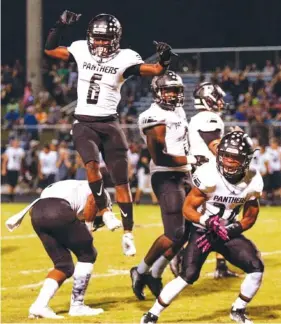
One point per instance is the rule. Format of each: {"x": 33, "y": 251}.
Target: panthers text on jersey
{"x": 205, "y": 121}
{"x": 176, "y": 133}
{"x": 99, "y": 84}
{"x": 224, "y": 198}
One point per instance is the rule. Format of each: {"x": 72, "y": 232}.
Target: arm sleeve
{"x": 208, "y": 137}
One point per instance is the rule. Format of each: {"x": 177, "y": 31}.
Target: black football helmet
{"x": 168, "y": 90}
{"x": 208, "y": 96}
{"x": 234, "y": 155}
{"x": 104, "y": 27}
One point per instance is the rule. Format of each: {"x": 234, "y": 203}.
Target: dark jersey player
{"x": 102, "y": 69}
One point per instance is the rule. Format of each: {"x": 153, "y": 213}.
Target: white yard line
{"x": 110, "y": 273}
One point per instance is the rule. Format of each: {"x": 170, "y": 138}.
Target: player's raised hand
{"x": 214, "y": 225}
{"x": 165, "y": 53}
{"x": 69, "y": 18}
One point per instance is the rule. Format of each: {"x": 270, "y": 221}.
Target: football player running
{"x": 56, "y": 218}
{"x": 164, "y": 128}
{"x": 102, "y": 69}
{"x": 219, "y": 192}
{"x": 206, "y": 129}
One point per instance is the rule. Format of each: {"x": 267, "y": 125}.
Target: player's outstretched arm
{"x": 52, "y": 47}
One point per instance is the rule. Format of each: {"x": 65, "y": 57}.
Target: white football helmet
{"x": 208, "y": 96}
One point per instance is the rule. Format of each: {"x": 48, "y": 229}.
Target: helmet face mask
{"x": 168, "y": 90}
{"x": 103, "y": 37}
{"x": 208, "y": 96}
{"x": 234, "y": 156}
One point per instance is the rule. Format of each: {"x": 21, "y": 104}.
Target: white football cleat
{"x": 42, "y": 312}
{"x": 110, "y": 221}
{"x": 84, "y": 310}
{"x": 128, "y": 244}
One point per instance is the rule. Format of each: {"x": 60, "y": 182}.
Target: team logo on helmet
{"x": 103, "y": 37}
{"x": 234, "y": 155}
{"x": 168, "y": 90}
{"x": 208, "y": 96}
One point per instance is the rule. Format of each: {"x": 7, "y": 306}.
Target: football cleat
{"x": 128, "y": 244}
{"x": 36, "y": 312}
{"x": 224, "y": 273}
{"x": 84, "y": 310}
{"x": 110, "y": 221}
{"x": 138, "y": 283}
{"x": 154, "y": 284}
{"x": 149, "y": 318}
{"x": 239, "y": 316}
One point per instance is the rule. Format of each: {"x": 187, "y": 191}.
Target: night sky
{"x": 181, "y": 23}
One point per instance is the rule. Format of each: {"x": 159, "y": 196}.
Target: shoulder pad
{"x": 204, "y": 178}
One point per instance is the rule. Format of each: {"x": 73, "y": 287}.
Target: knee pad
{"x": 67, "y": 267}
{"x": 255, "y": 265}
{"x": 117, "y": 164}
{"x": 88, "y": 254}
{"x": 190, "y": 274}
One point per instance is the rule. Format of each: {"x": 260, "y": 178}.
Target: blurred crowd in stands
{"x": 253, "y": 95}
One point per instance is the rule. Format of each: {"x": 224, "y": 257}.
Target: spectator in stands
{"x": 63, "y": 162}
{"x": 47, "y": 168}
{"x": 269, "y": 68}
{"x": 12, "y": 165}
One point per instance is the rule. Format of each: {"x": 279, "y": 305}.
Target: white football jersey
{"x": 99, "y": 84}
{"x": 224, "y": 198}
{"x": 74, "y": 191}
{"x": 176, "y": 133}
{"x": 205, "y": 121}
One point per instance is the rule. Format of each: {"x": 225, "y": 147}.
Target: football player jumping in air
{"x": 164, "y": 128}
{"x": 220, "y": 191}
{"x": 102, "y": 69}
{"x": 206, "y": 129}
{"x": 55, "y": 217}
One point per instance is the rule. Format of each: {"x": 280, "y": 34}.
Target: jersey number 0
{"x": 94, "y": 89}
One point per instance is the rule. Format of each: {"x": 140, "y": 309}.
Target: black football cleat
{"x": 225, "y": 273}
{"x": 154, "y": 284}
{"x": 138, "y": 283}
{"x": 149, "y": 318}
{"x": 239, "y": 316}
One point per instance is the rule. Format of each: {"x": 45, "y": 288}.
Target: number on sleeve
{"x": 94, "y": 89}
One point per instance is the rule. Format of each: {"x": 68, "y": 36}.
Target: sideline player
{"x": 164, "y": 128}
{"x": 55, "y": 219}
{"x": 205, "y": 131}
{"x": 102, "y": 69}
{"x": 219, "y": 192}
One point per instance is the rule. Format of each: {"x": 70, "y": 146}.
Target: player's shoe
{"x": 149, "y": 318}
{"x": 128, "y": 244}
{"x": 110, "y": 221}
{"x": 84, "y": 310}
{"x": 225, "y": 273}
{"x": 154, "y": 284}
{"x": 36, "y": 312}
{"x": 239, "y": 316}
{"x": 138, "y": 283}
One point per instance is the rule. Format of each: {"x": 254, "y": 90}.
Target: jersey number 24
{"x": 94, "y": 89}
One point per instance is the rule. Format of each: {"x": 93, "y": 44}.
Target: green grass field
{"x": 25, "y": 265}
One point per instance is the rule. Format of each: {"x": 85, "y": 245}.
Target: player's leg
{"x": 87, "y": 142}
{"x": 222, "y": 270}
{"x": 193, "y": 261}
{"x": 242, "y": 253}
{"x": 77, "y": 238}
{"x": 169, "y": 190}
{"x": 115, "y": 156}
{"x": 45, "y": 214}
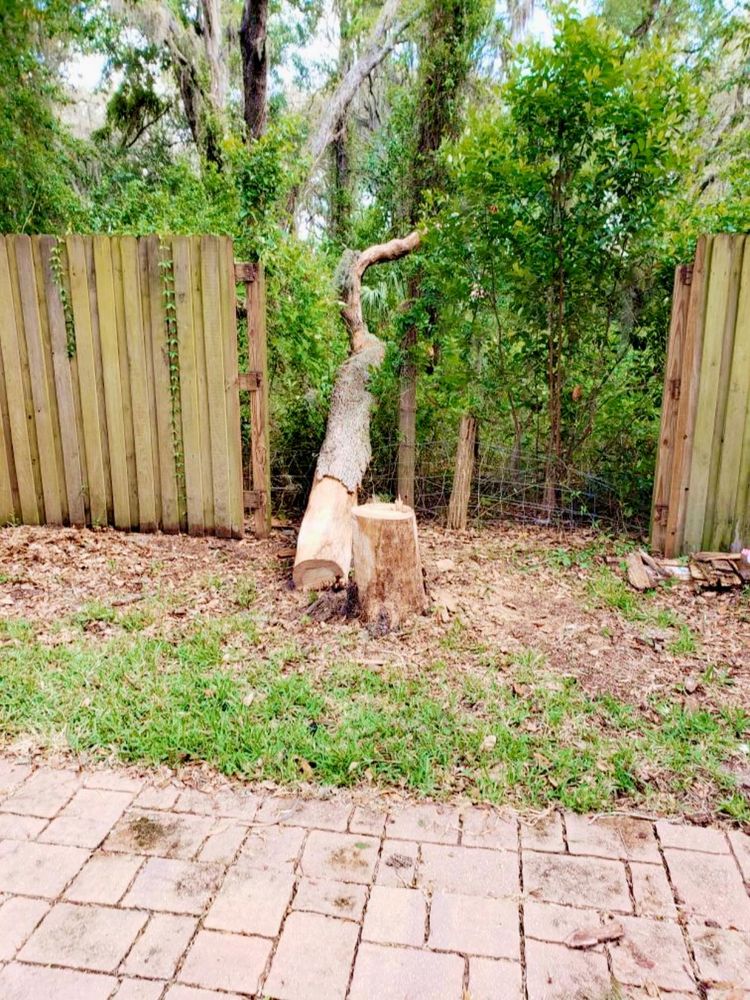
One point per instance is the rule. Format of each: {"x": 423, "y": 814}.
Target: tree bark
{"x": 324, "y": 542}
{"x": 254, "y": 48}
{"x": 387, "y": 566}
{"x": 458, "y": 506}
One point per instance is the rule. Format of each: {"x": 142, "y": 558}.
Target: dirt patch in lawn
{"x": 533, "y": 595}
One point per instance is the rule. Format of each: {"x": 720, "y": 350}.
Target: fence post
{"x": 260, "y": 450}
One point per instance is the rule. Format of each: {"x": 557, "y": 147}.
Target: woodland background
{"x": 559, "y": 166}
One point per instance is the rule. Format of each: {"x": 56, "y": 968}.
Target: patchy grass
{"x": 508, "y": 730}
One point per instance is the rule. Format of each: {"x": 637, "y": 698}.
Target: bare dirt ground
{"x": 504, "y": 590}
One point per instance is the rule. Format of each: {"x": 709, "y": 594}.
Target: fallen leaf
{"x": 588, "y": 937}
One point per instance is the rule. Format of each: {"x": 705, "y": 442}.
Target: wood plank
{"x": 213, "y": 334}
{"x": 7, "y": 446}
{"x": 32, "y": 326}
{"x": 729, "y": 485}
{"x": 709, "y": 391}
{"x": 19, "y": 424}
{"x": 724, "y": 376}
{"x": 689, "y": 380}
{"x": 202, "y": 375}
{"x": 87, "y": 379}
{"x": 259, "y": 416}
{"x": 166, "y": 424}
{"x": 146, "y": 318}
{"x": 228, "y": 294}
{"x": 110, "y": 350}
{"x": 127, "y": 402}
{"x": 41, "y": 301}
{"x": 88, "y": 247}
{"x": 139, "y": 392}
{"x": 26, "y": 374}
{"x": 189, "y": 404}
{"x": 61, "y": 370}
{"x": 670, "y": 406}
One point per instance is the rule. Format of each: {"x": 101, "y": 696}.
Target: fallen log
{"x": 324, "y": 544}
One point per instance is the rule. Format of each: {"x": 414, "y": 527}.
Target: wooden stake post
{"x": 258, "y": 498}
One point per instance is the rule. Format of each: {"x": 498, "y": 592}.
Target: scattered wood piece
{"x": 589, "y": 937}
{"x": 638, "y": 576}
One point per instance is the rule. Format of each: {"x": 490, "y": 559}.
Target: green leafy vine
{"x": 166, "y": 265}
{"x": 56, "y": 266}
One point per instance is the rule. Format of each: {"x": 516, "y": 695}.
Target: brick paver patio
{"x": 118, "y": 886}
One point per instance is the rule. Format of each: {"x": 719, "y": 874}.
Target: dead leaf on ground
{"x": 589, "y": 937}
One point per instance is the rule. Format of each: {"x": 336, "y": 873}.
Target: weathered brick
{"x": 468, "y": 870}
{"x": 44, "y": 793}
{"x": 18, "y": 918}
{"x": 398, "y": 863}
{"x": 543, "y": 834}
{"x": 686, "y": 837}
{"x": 85, "y": 937}
{"x": 651, "y": 952}
{"x": 321, "y": 814}
{"x": 164, "y": 834}
{"x": 252, "y": 901}
{"x": 174, "y": 886}
{"x": 397, "y": 973}
{"x": 424, "y": 822}
{"x": 38, "y": 869}
{"x": 395, "y": 916}
{"x": 29, "y": 982}
{"x": 653, "y": 895}
{"x": 490, "y": 979}
{"x": 723, "y": 956}
{"x": 272, "y": 847}
{"x": 344, "y": 857}
{"x": 158, "y": 950}
{"x": 489, "y": 828}
{"x": 591, "y": 882}
{"x": 612, "y": 837}
{"x": 104, "y": 879}
{"x": 475, "y": 926}
{"x": 725, "y": 902}
{"x": 336, "y": 899}
{"x": 313, "y": 958}
{"x": 555, "y": 972}
{"x": 226, "y": 962}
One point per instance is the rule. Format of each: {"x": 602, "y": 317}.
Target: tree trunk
{"x": 324, "y": 544}
{"x": 458, "y": 507}
{"x": 254, "y": 48}
{"x": 387, "y": 566}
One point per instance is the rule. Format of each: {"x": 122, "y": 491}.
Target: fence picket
{"x": 144, "y": 459}
{"x": 19, "y": 424}
{"x": 87, "y": 380}
{"x": 73, "y": 474}
{"x": 38, "y": 378}
{"x": 213, "y": 334}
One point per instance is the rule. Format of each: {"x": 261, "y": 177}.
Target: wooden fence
{"x": 702, "y": 485}
{"x": 119, "y": 384}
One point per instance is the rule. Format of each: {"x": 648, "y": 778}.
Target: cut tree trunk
{"x": 458, "y": 507}
{"x": 324, "y": 545}
{"x": 387, "y": 567}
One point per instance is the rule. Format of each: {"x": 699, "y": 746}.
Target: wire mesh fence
{"x": 504, "y": 485}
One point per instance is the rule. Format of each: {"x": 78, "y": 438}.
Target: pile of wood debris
{"x": 702, "y": 569}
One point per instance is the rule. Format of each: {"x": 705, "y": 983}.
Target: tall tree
{"x": 452, "y": 28}
{"x": 254, "y": 46}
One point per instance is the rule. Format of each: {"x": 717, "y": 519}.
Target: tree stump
{"x": 387, "y": 566}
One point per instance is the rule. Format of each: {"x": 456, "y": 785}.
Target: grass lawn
{"x": 217, "y": 661}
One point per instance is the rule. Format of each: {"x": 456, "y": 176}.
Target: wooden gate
{"x": 702, "y": 484}
{"x": 119, "y": 384}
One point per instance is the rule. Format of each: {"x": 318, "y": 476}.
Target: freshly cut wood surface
{"x": 324, "y": 545}
{"x": 387, "y": 565}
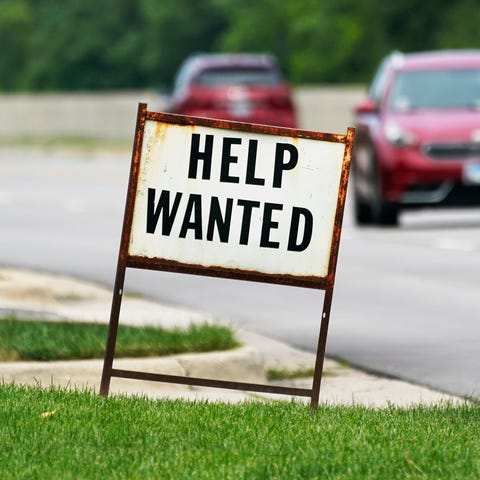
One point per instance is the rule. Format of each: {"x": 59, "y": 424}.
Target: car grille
{"x": 441, "y": 151}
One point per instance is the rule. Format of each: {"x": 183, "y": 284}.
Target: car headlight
{"x": 398, "y": 136}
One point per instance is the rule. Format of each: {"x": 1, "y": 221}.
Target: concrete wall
{"x": 112, "y": 115}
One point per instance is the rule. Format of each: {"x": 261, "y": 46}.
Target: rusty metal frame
{"x": 128, "y": 261}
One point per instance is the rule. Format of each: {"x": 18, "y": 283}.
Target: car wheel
{"x": 387, "y": 214}
{"x": 383, "y": 213}
{"x": 362, "y": 211}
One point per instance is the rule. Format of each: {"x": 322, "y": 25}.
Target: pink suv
{"x": 418, "y": 136}
{"x": 241, "y": 87}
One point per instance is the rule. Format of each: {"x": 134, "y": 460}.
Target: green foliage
{"x": 120, "y": 44}
{"x": 69, "y": 435}
{"x": 43, "y": 340}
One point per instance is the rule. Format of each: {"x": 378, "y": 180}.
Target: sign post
{"x": 232, "y": 200}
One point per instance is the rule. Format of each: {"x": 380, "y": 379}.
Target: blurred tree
{"x": 172, "y": 30}
{"x": 16, "y": 20}
{"x": 458, "y": 27}
{"x": 82, "y": 45}
{"x": 119, "y": 44}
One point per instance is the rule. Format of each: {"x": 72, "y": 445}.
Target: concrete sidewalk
{"x": 39, "y": 295}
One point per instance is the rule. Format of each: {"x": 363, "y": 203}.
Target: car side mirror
{"x": 367, "y": 106}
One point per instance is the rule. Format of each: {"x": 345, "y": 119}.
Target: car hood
{"x": 440, "y": 125}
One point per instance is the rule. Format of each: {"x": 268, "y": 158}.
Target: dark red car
{"x": 418, "y": 136}
{"x": 241, "y": 87}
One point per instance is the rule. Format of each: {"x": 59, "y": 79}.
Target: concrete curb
{"x": 54, "y": 297}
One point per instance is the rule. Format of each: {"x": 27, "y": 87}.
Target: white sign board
{"x": 240, "y": 200}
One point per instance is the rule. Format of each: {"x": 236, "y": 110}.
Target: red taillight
{"x": 281, "y": 102}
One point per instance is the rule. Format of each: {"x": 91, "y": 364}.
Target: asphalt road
{"x": 405, "y": 301}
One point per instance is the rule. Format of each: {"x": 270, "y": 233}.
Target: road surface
{"x": 405, "y": 301}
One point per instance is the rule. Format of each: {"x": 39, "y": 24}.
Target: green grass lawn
{"x": 47, "y": 434}
{"x": 44, "y": 340}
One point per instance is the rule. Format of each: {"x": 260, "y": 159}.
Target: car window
{"x": 237, "y": 76}
{"x": 436, "y": 89}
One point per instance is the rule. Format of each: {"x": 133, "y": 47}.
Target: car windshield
{"x": 237, "y": 76}
{"x": 436, "y": 89}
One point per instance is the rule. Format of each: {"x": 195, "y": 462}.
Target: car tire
{"x": 362, "y": 211}
{"x": 387, "y": 214}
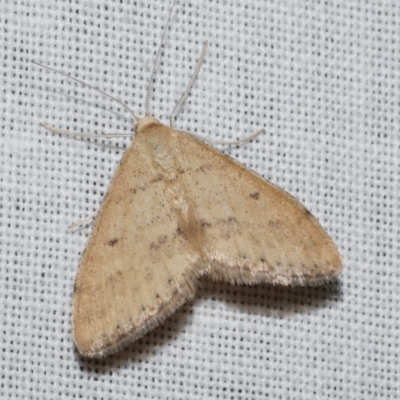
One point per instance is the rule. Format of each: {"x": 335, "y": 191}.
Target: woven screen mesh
{"x": 323, "y": 78}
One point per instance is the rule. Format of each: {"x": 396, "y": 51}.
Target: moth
{"x": 176, "y": 210}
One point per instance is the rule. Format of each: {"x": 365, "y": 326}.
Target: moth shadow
{"x": 263, "y": 299}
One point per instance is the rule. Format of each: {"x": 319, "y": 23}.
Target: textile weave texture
{"x": 323, "y": 78}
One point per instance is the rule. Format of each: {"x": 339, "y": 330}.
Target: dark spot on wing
{"x": 113, "y": 242}
{"x": 307, "y": 212}
{"x": 154, "y": 246}
{"x": 205, "y": 224}
{"x": 156, "y": 178}
{"x": 275, "y": 223}
{"x": 255, "y": 195}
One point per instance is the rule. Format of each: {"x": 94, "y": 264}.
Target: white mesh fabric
{"x": 321, "y": 77}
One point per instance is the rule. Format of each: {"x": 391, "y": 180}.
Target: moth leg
{"x": 188, "y": 87}
{"x": 232, "y": 142}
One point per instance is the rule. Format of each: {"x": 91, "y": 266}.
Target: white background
{"x": 322, "y": 77}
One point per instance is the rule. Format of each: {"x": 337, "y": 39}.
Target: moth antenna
{"x": 155, "y": 65}
{"x": 90, "y": 87}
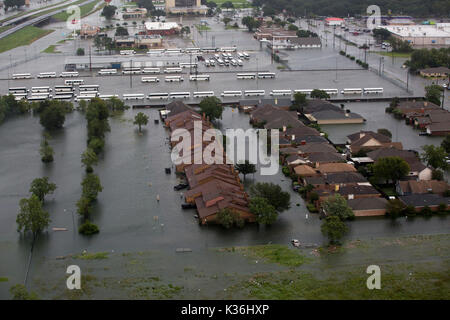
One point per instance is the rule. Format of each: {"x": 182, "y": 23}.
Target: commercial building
{"x": 185, "y": 6}
{"x": 430, "y": 36}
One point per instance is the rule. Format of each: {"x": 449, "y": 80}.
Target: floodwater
{"x": 132, "y": 167}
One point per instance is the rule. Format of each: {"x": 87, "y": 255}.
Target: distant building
{"x": 334, "y": 21}
{"x": 185, "y": 6}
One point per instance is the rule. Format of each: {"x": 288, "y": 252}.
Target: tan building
{"x": 185, "y": 6}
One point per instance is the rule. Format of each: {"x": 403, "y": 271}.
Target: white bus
{"x": 149, "y": 79}
{"x": 373, "y": 90}
{"x": 127, "y": 52}
{"x": 174, "y": 79}
{"x": 63, "y": 89}
{"x": 246, "y": 75}
{"x": 281, "y": 92}
{"x": 89, "y": 87}
{"x": 351, "y": 91}
{"x": 303, "y": 91}
{"x": 73, "y": 82}
{"x": 264, "y": 75}
{"x": 199, "y": 77}
{"x": 47, "y": 75}
{"x": 203, "y": 94}
{"x": 173, "y": 70}
{"x": 231, "y": 94}
{"x": 331, "y": 91}
{"x": 133, "y": 96}
{"x": 21, "y": 76}
{"x": 40, "y": 89}
{"x": 104, "y": 72}
{"x": 151, "y": 70}
{"x": 158, "y": 96}
{"x": 248, "y": 93}
{"x": 18, "y": 90}
{"x": 131, "y": 70}
{"x": 108, "y": 96}
{"x": 67, "y": 74}
{"x": 174, "y": 95}
{"x": 188, "y": 65}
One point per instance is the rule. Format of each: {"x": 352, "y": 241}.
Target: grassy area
{"x": 92, "y": 256}
{"x": 395, "y": 54}
{"x": 274, "y": 253}
{"x": 84, "y": 11}
{"x": 23, "y": 37}
{"x": 51, "y": 49}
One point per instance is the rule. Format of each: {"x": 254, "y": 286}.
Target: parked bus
{"x": 281, "y": 92}
{"x": 203, "y": 94}
{"x": 231, "y": 94}
{"x": 18, "y": 90}
{"x": 158, "y": 96}
{"x": 351, "y": 91}
{"x": 149, "y": 79}
{"x": 304, "y": 91}
{"x": 173, "y": 70}
{"x": 40, "y": 89}
{"x": 67, "y": 74}
{"x": 73, "y": 82}
{"x": 264, "y": 75}
{"x": 107, "y": 72}
{"x": 127, "y": 52}
{"x": 331, "y": 91}
{"x": 199, "y": 77}
{"x": 174, "y": 79}
{"x": 21, "y": 76}
{"x": 47, "y": 75}
{"x": 151, "y": 70}
{"x": 246, "y": 75}
{"x": 175, "y": 95}
{"x": 131, "y": 70}
{"x": 248, "y": 93}
{"x": 373, "y": 90}
{"x": 89, "y": 87}
{"x": 133, "y": 96}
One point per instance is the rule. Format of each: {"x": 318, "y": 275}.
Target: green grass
{"x": 23, "y": 37}
{"x": 92, "y": 256}
{"x": 51, "y": 49}
{"x": 275, "y": 253}
{"x": 395, "y": 54}
{"x": 84, "y": 11}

EXERCISE PROMPT — List every line in the records above that contains the word "surface", copying each such line in full.

TASK OUTPUT —
Target: freshly cut wood surface
Target: road surface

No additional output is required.